● **DIRECTIONS FOR THIS TASK**:
Using the article on probiotics in skin care below, list every substance it says fermentation creates.

● **PROVIDED PASSAGE**:

Eat Yogurt—And Wear It Too!

Jan 17, 2017 07:59PM ● By Lou Fancher

Eat Yogurt—And Wear It Too!

Probiotics and current trends in natural cosmetics and skin care                                                                                                                                                                               

By Lou Fancher

After focusing for years on the healthiest foods and supplements we put in our bodies, now it’s time to think about what we put on our bodies. Specifically, consumers are thinking about the body’s largest organ: skin. Because it’s porous, skin absorbs. Depending on the substance and body part to which a product is applied, dermatology experts say absorption rates vary dramatically. Even so, if you cover your face on a daily basis with lotion or foundation, color your hair, or wear lipstick, wouldn’t you prefer non-toxic ingredients in the products? And if there’s a natural ingredient that won’t harm and might slow the impact of aging, provide chemical-free cleansing or reduce conditions like acne, you’d want to know about it, right?  In response to a growing consumer-led movement, cosmetics and skincare manufacturers are shifting their focus to non-toxic ingredients, such as probiotics, the “good-for-your-gut bacteria” that aids digestion and naturally occurs in yogurt, kefir and other fermented foods.
Fermented skincare has been the rage in South Korea for some time. The beauty world is finally catching on and finding out it benefits skin and may slow down conditions of aging like wrinkles and laxity. In the gut, food bacteria feed on sugar and starch, generating lactic acid. This process not only preserves but also creates B-vitamins, probiotics, Omega-3 fatty acids and beneficial enzymes, making food more nutrient-dense in its fermented state. When applied to creams, something similar occurs, making them easier to absorb and fighting bad bacteria. While clinical research is in its early stages, experts like New York City Dermatologist Dr. Whitney Bowe have published studies suggesting that probiotics may be beneficial to the skin. By restoring acidic skin pH and alleviating oxidative stress, probiotics may play an important role in anti-aging formulas.

● **DATA SHOWN**:

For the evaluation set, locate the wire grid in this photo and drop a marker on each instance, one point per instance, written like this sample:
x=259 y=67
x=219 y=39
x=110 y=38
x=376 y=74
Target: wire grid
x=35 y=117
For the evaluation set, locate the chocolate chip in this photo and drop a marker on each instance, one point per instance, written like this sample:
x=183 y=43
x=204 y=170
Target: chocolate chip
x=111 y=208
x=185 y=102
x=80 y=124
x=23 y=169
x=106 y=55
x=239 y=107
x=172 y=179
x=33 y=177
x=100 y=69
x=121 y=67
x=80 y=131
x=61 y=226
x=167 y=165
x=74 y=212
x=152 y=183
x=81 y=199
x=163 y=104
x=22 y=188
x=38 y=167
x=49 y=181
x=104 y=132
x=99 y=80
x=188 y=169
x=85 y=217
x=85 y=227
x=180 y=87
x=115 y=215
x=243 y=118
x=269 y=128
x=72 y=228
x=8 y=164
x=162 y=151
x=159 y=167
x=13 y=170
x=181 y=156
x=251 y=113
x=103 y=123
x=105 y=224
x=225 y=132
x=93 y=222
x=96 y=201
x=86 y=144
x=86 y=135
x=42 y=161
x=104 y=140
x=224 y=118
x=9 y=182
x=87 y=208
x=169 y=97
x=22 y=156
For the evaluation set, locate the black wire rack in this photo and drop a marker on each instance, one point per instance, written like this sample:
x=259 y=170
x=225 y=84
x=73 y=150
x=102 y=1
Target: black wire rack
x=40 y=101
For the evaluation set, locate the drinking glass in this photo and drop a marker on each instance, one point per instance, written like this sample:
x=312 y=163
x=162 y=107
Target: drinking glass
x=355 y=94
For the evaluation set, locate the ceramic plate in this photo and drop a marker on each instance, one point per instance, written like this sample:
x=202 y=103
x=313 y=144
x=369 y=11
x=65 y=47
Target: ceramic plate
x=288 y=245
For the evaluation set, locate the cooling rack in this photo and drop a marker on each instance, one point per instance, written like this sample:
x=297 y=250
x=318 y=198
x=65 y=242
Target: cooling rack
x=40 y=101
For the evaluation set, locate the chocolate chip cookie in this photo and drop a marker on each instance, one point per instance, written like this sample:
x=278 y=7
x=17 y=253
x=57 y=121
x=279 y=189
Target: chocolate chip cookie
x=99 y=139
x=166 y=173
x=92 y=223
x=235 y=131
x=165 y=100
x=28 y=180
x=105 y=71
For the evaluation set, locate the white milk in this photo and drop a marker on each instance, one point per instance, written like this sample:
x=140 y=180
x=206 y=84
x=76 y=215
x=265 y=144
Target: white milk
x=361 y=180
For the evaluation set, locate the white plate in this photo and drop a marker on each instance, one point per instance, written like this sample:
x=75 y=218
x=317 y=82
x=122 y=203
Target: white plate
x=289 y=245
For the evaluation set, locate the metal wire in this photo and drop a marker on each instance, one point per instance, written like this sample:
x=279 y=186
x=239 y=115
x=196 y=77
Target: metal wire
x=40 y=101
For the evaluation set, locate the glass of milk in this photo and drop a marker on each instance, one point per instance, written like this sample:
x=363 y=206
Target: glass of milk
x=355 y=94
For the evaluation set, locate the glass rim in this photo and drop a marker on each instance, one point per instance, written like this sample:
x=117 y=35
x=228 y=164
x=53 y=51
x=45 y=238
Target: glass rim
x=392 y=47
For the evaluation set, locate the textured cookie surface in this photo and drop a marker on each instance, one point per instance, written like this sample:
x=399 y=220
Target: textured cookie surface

● **RESULT OF THIS TASK**:
B-vitamins, probiotics, Omega-3 fatty acids, beneficial enzymes